Listed records |
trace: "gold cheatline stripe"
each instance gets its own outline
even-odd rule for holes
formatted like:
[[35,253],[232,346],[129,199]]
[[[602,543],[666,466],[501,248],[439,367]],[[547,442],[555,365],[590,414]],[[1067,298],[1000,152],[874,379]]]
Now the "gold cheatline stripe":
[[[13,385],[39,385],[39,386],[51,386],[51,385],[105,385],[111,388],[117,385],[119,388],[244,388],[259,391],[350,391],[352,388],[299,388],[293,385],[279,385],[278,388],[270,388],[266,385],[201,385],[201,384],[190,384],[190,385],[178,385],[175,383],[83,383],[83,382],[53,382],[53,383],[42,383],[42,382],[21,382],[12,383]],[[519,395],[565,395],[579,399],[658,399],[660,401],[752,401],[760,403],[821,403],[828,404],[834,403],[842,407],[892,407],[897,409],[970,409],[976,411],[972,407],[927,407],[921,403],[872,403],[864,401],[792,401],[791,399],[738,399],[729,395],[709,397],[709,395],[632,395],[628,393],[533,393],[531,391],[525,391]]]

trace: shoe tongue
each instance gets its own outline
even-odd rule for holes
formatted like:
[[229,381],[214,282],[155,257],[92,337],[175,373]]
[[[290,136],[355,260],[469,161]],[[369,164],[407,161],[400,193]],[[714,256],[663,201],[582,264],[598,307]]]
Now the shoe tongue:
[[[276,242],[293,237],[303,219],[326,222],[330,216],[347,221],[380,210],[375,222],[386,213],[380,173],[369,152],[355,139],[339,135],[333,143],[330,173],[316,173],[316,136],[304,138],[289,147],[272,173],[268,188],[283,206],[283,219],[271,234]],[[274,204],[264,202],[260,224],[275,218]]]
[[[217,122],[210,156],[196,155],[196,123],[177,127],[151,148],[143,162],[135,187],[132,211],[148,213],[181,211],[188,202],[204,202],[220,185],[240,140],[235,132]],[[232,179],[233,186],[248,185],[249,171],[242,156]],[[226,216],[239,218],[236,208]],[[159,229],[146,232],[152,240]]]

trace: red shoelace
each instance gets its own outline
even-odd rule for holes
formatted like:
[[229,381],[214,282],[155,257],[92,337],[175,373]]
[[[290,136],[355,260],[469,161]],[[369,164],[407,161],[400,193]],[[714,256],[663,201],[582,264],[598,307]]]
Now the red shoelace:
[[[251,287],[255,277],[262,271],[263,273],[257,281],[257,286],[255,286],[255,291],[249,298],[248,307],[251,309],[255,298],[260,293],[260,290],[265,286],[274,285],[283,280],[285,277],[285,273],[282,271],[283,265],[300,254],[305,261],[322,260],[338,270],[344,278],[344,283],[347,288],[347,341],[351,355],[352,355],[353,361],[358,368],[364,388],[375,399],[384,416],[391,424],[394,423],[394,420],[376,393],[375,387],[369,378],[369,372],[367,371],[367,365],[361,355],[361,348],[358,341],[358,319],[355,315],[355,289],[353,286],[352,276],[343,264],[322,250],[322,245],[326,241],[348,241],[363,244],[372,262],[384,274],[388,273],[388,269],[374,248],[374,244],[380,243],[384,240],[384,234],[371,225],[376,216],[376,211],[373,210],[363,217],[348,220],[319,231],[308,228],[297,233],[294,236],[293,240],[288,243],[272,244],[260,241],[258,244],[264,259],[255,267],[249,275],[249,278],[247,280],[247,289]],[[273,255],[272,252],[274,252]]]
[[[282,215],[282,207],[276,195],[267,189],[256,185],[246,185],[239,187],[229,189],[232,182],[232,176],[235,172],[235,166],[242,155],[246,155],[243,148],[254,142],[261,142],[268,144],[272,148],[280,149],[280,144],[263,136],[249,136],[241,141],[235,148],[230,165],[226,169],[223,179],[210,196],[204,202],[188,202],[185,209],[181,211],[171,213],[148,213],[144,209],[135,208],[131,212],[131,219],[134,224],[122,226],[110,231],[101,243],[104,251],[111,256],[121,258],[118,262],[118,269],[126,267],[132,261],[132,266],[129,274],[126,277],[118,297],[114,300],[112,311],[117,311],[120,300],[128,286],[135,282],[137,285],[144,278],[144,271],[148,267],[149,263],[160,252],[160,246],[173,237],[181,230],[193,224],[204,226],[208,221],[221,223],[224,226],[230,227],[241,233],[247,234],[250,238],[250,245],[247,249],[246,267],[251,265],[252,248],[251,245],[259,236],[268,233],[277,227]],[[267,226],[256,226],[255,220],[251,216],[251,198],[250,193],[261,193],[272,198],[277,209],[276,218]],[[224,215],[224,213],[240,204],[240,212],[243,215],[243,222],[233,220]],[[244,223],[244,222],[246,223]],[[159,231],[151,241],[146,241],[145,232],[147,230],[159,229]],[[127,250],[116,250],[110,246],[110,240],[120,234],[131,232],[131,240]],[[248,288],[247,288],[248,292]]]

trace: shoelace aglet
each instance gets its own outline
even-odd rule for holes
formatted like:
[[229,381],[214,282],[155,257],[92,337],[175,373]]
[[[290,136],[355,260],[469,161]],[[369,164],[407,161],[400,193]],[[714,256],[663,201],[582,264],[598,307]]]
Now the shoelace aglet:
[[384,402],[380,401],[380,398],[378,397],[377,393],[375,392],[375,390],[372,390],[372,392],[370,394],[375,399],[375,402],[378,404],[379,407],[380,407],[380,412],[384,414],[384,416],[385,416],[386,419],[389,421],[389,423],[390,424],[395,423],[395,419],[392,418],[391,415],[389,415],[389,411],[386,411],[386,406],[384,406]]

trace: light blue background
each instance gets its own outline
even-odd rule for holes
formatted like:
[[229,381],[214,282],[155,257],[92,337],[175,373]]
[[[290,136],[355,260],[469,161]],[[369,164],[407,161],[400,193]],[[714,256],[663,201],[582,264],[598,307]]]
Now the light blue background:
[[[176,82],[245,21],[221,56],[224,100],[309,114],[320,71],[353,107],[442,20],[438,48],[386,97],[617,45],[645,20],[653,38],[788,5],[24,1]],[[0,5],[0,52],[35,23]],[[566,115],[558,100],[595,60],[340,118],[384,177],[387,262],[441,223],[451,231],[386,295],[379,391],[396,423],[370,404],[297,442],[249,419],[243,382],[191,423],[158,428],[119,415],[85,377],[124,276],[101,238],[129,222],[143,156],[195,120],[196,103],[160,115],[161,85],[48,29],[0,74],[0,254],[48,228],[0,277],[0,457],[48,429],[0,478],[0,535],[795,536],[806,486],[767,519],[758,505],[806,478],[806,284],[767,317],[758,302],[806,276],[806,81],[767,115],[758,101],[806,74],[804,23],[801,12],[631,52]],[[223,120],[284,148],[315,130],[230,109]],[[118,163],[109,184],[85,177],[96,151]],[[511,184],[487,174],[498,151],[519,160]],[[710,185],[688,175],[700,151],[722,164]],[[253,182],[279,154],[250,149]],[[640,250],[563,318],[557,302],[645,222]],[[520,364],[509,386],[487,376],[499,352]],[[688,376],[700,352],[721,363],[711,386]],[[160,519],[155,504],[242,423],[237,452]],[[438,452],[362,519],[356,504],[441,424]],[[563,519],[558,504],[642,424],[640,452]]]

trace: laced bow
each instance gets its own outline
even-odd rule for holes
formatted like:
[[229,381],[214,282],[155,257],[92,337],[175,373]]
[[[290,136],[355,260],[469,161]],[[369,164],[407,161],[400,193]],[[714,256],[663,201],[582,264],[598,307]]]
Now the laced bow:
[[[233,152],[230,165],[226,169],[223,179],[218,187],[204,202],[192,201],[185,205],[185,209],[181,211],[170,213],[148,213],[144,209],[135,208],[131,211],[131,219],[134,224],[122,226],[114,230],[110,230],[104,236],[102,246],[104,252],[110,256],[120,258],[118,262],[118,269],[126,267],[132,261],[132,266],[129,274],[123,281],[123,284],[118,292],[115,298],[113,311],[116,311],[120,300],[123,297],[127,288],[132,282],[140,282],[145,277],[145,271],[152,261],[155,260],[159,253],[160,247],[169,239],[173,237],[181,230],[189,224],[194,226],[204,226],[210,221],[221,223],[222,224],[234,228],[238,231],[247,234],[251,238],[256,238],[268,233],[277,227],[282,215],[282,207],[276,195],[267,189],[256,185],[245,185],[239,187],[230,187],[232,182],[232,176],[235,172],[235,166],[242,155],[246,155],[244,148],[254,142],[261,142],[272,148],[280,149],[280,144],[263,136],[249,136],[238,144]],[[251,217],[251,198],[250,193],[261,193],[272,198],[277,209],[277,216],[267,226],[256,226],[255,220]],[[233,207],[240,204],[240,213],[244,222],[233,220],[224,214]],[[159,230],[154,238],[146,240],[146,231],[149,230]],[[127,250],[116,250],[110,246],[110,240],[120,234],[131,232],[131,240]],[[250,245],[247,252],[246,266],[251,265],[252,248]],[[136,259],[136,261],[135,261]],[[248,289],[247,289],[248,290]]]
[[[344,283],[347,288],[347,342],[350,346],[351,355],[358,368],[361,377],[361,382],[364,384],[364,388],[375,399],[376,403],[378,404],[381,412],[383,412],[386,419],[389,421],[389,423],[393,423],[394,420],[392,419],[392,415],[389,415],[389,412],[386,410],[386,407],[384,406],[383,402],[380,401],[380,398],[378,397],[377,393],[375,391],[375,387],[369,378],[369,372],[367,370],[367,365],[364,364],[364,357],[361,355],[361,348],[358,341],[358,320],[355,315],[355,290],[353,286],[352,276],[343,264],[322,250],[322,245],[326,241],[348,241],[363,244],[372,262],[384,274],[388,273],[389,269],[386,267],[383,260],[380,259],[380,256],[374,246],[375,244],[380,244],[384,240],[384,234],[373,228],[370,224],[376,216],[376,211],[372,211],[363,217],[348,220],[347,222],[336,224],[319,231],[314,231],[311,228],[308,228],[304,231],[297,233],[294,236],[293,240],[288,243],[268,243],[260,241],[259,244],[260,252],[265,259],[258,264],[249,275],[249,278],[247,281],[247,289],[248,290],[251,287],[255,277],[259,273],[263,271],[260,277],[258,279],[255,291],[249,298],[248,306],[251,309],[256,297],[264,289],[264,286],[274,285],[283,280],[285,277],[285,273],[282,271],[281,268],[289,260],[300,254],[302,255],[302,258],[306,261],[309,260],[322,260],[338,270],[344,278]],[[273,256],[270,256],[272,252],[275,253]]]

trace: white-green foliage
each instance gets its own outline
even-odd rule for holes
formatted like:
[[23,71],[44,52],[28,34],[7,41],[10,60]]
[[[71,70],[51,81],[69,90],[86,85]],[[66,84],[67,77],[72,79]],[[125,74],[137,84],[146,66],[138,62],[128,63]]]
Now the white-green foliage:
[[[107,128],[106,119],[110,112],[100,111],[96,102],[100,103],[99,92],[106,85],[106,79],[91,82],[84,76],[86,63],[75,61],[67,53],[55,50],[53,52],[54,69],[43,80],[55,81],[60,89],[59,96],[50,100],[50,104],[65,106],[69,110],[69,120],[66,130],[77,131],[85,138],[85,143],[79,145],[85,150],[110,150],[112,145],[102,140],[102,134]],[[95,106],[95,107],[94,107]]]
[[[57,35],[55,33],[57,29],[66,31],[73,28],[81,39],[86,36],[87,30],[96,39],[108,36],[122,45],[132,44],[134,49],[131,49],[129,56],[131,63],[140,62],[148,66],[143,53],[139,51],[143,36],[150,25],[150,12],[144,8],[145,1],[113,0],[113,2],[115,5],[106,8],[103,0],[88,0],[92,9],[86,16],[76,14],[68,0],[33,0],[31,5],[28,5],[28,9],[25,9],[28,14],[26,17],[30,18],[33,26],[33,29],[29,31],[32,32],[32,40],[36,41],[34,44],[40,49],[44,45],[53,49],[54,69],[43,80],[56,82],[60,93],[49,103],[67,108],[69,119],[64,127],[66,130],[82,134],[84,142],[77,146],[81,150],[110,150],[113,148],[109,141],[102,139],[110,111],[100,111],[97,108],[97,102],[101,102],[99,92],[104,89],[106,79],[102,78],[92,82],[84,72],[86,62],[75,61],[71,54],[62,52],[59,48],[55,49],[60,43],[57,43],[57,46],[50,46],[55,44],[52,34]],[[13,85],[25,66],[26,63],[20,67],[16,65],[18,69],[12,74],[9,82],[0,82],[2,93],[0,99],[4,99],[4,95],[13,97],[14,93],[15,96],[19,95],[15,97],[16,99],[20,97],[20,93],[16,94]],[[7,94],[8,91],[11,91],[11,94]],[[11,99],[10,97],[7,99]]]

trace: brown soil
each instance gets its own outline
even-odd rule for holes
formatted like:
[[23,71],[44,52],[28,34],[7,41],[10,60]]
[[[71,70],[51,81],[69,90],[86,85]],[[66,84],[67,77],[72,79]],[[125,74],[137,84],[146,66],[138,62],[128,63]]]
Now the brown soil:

Work to complete | In the rows above, take the part that opens with the line containing "trace: red shoelace" and closes with the line containing "Now the red", and reproduce only those lines with "outline" replaced by "polygon", leaving everything else unchanged.

Response below |
trace: red shoelace
each instance gets its own polygon
even-odd rule for holes
formatted like:
[[229,381],[214,282],[155,257],[92,337],[175,373]]
[[[290,136],[355,260],[469,161]],[[369,164],[407,161],[400,193]],[[714,256],[663,201],[582,264],[598,307]]]
Now the red shoelace:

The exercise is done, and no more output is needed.